◆ **Your objective**:
The records need to be set down again exactly as they appear.

- - -

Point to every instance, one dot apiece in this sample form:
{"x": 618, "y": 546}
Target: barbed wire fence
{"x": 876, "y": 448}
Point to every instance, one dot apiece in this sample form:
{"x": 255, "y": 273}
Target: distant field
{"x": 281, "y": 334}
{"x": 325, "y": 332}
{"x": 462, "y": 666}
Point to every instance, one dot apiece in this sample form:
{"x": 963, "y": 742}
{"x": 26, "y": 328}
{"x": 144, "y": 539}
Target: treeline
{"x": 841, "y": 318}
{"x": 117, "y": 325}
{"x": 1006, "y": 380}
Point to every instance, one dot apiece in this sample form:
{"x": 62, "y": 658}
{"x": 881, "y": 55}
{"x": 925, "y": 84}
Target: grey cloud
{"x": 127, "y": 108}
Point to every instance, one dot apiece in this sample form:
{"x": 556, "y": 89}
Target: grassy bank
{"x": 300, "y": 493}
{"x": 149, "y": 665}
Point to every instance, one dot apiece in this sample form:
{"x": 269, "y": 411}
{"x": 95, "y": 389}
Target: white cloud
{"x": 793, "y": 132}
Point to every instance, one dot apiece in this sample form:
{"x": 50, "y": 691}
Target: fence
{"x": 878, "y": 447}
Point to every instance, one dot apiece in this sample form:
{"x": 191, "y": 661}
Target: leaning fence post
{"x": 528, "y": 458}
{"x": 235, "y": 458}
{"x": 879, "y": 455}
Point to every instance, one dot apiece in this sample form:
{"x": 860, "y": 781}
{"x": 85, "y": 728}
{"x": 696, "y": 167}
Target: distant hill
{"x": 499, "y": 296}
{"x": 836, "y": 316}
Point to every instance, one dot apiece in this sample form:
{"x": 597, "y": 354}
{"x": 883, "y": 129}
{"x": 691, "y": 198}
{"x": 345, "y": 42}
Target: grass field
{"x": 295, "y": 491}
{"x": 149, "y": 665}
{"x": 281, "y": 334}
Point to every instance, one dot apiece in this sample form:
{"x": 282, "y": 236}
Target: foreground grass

- - -

◆ **Response to this task**:
Point to every instance, one dot apiece in this sample form:
{"x": 618, "y": 546}
Target: barbed wire fence
{"x": 876, "y": 448}
Point to every instance, one dot apiece in this sample form:
{"x": 255, "y": 273}
Target: distant field
{"x": 281, "y": 334}
{"x": 325, "y": 332}
{"x": 462, "y": 666}
Point to every instance, one dot apiece in this sample form:
{"x": 963, "y": 742}
{"x": 26, "y": 328}
{"x": 144, "y": 539}
Target: treeline
{"x": 841, "y": 318}
{"x": 117, "y": 325}
{"x": 1006, "y": 380}
Point to every instance, one dot apiece in this sample form:
{"x": 62, "y": 658}
{"x": 881, "y": 55}
{"x": 925, "y": 84}
Target: grey cloud
{"x": 127, "y": 108}
Point to every instance, one dot apiece in this sample form:
{"x": 556, "y": 89}
Target: grassy bank
{"x": 300, "y": 493}
{"x": 149, "y": 665}
Point to every instance, one dot apiece in this sample form:
{"x": 269, "y": 411}
{"x": 95, "y": 389}
Target: white cloud
{"x": 793, "y": 132}
Point to every instance, one dot apiece in this sample form:
{"x": 50, "y": 691}
Target: fence
{"x": 878, "y": 447}
Point to every instance, one dot apiece in this sample form:
{"x": 191, "y": 661}
Target: leaning fence post
{"x": 528, "y": 458}
{"x": 235, "y": 458}
{"x": 879, "y": 455}
Point to every instance, one dot apiece in this sample form:
{"x": 860, "y": 781}
{"x": 85, "y": 728}
{"x": 696, "y": 167}
Target: distant hill
{"x": 499, "y": 296}
{"x": 836, "y": 316}
Point to every instance, one dot apiece in this sample form:
{"x": 597, "y": 354}
{"x": 883, "y": 129}
{"x": 691, "y": 198}
{"x": 345, "y": 42}
Target: grass field
{"x": 295, "y": 491}
{"x": 149, "y": 665}
{"x": 281, "y": 334}
Point to every instance, one dot apiece in this sample form:
{"x": 282, "y": 236}
Target: foreground grass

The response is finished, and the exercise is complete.